[Opening Page text section]

This story includes details about the impacts of climate change that may be difficult for some readers. If you are feeling overwhelmed by this crisis situation here is a list of resources on how to cope with fears and feelings about the scope and pace of the climate crisis.
A Quebec climate science instructor has resigned in protest, saying more must be done to educate young Canadians on the climate crisis and help them live with a sense of hope and agency.
“Climate science consensus tells us that the world must reduce greenhouse gas emissions by 45% of 2010 levels by the year 2030 in order to have a 66% chance of avoiding a cascade of extreme climate events that will be unstoppable within their lifetimes,” writes Heather Short, a former instructor at John Abbott College in Montreal, in an op-ed for CBC.
“At present, countries have pledged to reduce emissions by a global total of 0.5% by 2030.”
Relaying that kind of devastating information to an 18-year-old “without a cohesive, science-informed institutional and cultural framework of climate-literate support” is like “telling them that they have cancer, then ushering them out the door, saying ‘sorry, good luck with that’,” Short writes.
A 15-year veteran of teaching geology, Earth systems science, and climate literacy at the college, Short observes that “it is fundamentally unfair and unjust” for older generations who have consumed and extracted so much “to drop the responsibility to fix (or adapt to) the climate crisis in their young laps.”
What today’s youth and children deserve, she writes, is an apology, immediate action, “and emotional support to navigate an uncertain future.” So “honesty, transparency, and open dialogue about these climate and ecological crises must form the core of our education.”
At her own college, Short proposed a new structure for her job: she would become a climate literacy specialist. The role, it turns out, “was not one that fit readily into the current hiring/employment structure (or the collective agreement),” and her proposal was rejected. That’s when Short resigned, as an “act of conscientious objection to educational business-as-usual with a ‘green’ twist, couched in the assumption of a forever-growing economy on a physically finite planet.”
“As education stands now, we are not preparing our students to be successful in their futures, and by not admitting to that, we are failing them,” Short writes.
In a separate report, CBC writes that Sophia Bi, a Grade 12 student at Lord Byng Secondary in Vancouver, and Aishwarya Puttur, a Grade 11 student at Bluevale Collegiate in Waterloo, Ontario, “are working to change that” with separate but aligned campaigns for better climate education in Canada’s public schools.

[Closing Page text section]

Transcribe the part of the climate education article from "This story includes" to "hope and agency." word for word.

[Opening Given records section]

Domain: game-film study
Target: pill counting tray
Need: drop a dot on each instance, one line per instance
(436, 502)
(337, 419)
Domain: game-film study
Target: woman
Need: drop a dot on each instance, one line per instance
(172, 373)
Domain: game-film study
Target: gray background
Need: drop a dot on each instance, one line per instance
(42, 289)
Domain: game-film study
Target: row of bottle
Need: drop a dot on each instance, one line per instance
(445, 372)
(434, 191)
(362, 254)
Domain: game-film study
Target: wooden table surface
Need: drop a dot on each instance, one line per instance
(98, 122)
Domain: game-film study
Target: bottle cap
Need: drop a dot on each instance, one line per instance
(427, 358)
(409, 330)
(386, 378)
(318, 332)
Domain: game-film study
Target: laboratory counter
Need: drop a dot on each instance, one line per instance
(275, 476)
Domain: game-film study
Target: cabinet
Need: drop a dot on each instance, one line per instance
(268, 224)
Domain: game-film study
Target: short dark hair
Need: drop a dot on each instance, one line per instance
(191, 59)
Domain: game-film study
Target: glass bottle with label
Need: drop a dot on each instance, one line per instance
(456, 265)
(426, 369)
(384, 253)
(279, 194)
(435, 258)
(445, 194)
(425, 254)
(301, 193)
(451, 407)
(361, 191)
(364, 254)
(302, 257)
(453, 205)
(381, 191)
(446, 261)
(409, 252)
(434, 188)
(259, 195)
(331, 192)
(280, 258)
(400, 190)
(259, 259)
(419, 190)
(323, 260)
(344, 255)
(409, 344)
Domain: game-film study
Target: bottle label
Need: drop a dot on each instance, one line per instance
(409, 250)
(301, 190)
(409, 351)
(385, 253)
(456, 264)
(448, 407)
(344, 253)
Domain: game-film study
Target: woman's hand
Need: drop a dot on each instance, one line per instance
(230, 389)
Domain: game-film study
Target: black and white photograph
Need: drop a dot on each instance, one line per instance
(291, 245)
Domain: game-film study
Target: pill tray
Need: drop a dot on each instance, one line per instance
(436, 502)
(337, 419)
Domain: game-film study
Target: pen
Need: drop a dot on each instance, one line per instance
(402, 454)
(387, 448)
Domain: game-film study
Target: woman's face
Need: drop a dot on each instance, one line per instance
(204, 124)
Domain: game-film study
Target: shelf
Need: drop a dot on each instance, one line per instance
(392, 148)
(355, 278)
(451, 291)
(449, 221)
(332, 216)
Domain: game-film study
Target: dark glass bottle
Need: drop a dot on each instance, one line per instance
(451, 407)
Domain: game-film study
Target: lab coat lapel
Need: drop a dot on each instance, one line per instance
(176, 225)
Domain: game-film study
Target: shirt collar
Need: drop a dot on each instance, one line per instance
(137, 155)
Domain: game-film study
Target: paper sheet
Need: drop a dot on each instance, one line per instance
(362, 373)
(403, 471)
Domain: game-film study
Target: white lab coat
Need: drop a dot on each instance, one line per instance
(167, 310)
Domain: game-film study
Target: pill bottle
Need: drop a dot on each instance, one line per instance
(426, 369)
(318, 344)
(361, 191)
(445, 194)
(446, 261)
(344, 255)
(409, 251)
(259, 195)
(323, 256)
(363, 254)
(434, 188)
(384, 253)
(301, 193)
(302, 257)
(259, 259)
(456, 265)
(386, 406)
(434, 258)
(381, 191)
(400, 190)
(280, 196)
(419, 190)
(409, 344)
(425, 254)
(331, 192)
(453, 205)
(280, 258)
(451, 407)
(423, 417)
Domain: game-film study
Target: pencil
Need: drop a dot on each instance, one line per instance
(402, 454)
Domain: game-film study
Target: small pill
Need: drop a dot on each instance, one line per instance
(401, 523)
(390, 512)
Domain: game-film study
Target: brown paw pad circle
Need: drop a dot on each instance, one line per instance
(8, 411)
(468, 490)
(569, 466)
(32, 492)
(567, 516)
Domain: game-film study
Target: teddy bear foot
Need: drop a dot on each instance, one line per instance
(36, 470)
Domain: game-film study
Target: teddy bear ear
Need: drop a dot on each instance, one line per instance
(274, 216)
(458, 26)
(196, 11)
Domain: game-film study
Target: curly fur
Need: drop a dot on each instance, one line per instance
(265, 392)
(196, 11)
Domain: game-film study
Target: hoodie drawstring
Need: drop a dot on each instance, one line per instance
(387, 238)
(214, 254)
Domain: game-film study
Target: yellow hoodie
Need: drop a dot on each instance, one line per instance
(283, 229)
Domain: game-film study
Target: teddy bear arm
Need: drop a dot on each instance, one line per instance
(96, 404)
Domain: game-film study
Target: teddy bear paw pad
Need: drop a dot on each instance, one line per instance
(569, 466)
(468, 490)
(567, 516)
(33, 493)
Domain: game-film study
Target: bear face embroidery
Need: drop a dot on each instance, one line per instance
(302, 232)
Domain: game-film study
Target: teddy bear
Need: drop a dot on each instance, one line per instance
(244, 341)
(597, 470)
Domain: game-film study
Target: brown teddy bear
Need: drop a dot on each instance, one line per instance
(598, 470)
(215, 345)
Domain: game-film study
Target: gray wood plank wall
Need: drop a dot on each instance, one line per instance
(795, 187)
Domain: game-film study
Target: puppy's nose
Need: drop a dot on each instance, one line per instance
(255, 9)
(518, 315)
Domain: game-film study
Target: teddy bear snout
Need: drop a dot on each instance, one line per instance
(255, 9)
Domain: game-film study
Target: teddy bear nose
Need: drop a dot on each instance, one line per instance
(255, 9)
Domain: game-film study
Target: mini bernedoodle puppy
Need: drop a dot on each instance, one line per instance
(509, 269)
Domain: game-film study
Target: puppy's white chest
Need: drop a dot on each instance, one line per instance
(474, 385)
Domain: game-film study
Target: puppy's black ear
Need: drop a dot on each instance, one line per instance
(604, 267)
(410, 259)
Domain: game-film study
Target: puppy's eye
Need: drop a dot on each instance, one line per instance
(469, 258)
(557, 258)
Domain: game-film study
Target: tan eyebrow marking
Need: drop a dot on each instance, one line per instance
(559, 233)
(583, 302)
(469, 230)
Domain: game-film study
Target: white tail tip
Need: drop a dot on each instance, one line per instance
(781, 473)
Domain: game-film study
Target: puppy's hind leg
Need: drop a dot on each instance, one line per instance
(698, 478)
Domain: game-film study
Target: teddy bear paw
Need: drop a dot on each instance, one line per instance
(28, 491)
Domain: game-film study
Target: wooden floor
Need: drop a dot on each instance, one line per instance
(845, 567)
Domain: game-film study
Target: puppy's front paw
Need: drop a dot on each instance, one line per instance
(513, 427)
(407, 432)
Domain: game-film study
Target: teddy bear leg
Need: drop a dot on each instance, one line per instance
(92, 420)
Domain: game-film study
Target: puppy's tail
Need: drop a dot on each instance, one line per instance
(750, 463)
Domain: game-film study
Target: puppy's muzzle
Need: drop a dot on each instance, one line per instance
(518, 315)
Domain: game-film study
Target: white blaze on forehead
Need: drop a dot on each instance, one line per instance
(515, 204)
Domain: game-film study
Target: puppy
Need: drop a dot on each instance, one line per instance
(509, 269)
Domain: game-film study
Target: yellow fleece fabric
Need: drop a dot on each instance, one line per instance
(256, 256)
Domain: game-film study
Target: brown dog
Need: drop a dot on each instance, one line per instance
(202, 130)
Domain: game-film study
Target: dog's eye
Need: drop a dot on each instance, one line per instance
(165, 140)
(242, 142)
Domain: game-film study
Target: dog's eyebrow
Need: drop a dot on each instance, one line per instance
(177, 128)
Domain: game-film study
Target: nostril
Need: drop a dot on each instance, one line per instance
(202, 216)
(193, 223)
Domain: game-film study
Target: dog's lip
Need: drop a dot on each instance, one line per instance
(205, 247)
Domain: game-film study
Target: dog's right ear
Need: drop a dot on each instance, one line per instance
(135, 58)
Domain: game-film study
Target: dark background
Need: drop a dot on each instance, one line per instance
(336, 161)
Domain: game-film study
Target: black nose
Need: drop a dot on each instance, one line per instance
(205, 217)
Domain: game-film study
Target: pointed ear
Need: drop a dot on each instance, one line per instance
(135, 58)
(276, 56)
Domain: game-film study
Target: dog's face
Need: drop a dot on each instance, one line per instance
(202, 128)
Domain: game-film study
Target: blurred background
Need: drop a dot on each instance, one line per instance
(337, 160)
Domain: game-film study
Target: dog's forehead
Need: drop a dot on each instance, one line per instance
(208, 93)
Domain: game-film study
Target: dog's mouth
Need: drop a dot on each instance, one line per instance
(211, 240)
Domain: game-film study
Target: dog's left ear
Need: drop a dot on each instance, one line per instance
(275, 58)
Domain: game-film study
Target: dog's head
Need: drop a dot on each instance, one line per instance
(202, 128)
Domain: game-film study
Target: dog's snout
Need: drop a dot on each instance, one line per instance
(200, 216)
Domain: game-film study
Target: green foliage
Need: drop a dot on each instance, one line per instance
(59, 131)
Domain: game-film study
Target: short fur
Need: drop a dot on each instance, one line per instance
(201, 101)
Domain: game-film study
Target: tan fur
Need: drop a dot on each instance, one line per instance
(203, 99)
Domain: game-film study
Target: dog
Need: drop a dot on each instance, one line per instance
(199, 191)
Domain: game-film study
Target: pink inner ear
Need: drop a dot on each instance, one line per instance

[Closing Given records section]

**Response below**
This story includes details about the impacts of climate change that may be difficult for some readers. If you are feeling overwhelmed by this crisis situation here is a list of resources on how to cope with fears and feelings about the scope and pace of the climate crisis.
A Quebec climate science instructor has resigned in protest, saying more must be done to educate young Canadians on the climate crisis and help them live with a sense of hope and agency.